- **EXERCISE AIM**:
Return the records in full, with every character preserved.

(Point localization data)

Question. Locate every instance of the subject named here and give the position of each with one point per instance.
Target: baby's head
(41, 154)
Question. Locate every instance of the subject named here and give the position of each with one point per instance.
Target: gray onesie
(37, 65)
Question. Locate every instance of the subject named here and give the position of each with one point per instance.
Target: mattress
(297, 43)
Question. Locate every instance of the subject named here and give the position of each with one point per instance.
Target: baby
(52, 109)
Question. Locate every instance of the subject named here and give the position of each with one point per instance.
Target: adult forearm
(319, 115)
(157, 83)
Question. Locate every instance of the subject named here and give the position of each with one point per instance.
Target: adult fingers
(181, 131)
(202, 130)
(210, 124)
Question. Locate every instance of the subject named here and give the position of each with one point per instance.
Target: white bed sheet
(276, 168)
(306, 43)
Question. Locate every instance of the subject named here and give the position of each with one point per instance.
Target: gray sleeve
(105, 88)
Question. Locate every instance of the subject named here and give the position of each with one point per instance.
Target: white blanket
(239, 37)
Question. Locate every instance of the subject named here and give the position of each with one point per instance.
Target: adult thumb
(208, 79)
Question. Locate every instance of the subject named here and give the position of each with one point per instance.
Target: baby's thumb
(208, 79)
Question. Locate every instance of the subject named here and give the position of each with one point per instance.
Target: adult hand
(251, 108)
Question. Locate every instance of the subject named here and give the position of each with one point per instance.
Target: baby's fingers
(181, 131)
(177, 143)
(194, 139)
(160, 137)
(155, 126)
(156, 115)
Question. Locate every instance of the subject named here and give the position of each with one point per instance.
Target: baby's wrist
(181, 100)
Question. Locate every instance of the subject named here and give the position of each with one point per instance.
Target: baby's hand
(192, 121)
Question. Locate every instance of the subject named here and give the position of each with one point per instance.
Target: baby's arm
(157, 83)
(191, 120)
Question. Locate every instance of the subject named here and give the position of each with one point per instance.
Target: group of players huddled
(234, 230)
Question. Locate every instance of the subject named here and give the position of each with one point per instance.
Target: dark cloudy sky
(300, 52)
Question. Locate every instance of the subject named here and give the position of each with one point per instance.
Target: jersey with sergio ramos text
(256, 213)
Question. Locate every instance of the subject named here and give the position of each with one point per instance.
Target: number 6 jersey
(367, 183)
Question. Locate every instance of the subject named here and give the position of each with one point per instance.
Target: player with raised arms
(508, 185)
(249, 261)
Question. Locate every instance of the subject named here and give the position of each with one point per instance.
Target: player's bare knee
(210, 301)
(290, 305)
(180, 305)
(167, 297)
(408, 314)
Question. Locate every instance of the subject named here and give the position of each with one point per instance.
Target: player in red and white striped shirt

- **TASK RESPONSE**:
Question. Locate every instance of the subject named here and give the position of each with one point per instance.
Target: baby's head
(41, 154)
Question. Locate every instance of the subject named here and give the position of each with one point per instance.
Target: gray onesie
(37, 65)
Question. Locate every instance of the subject named here and give the position of each with one point per instance.
Target: mattress
(297, 43)
Question. Locate every instance of the subject named here and give the position of each with one point per instance.
Target: baby
(52, 109)
Question. Locate every instance of the subject named here and give the position of each with one point per instance.
Target: adult forearm
(319, 115)
(157, 83)
Question. Locate every instance of the subject named here and give the position of each with one point per instance.
Target: adult fingers
(181, 131)
(202, 130)
(210, 124)
Question. Locate every instance of the subject named here and give the position of each with one point per instance.
Target: white bed sheet
(276, 168)
(306, 43)
Question. Locate every instance of the subject named here and give the position of each with one point per instance.
Target: gray sleeve
(105, 88)
Question. Locate every instance of the subject named here and give the position of each with one point per instance.
Target: white blanket
(239, 37)
Question. Locate every instance of the subject named here and give the position of each with one point per instance.
Target: adult thumb
(208, 79)
Question. Locate every instance of the subject named here and give the position of each with one point per instance.
Target: baby's thumb
(208, 79)
Question. Locate every instance of the subject named here and give the position of each with one point per instance.
Target: adult hand
(251, 108)
Question. Locate every instance of the subject named here and give the position of each with one point per instance.
Target: baby's fingers
(181, 131)
(177, 143)
(194, 139)
(160, 137)
(155, 126)
(156, 115)
Question. Locate every instance of the subject named here and give the position of each with one point per instance.
Target: baby's wrist
(181, 100)
Question. Locate every instance of the subject named here and give the position of each with one point per instance.
Target: baby's hand
(192, 121)
Question. Locate every instance of the subject named here and give the position of each with one point per instance.
Target: baby's arm
(157, 83)
(191, 120)
Question. Locate every instance of the subject named here and give the position of each with one point per instance.
Target: group of players huddled
(234, 230)
Question. Locate every instance of the subject named here and give the position of each with one point per instance.
Target: dark cloudy sky
(300, 52)
Question. Locate every instance of the subject named here and give the position of each with one point per instance.
Target: jersey with sergio ramos text
(256, 213)
Question. Locate every instance of the subject named here and give the position of each with one point per instance.
Target: number 6 jersey
(367, 183)
Question. Locate every instance of the subject named here and give the position of each with one point per instance.
Target: player with raised arms
(508, 185)
(249, 261)
Question. Locate every instance of the subject named here and give the position of each with one point per instance.
Target: player's bare knee
(210, 301)
(290, 305)
(180, 305)
(167, 297)
(408, 314)
Question. Locate every instance of the subject named here and give the position of each with one point per instance.
Target: player in red and white striped shirt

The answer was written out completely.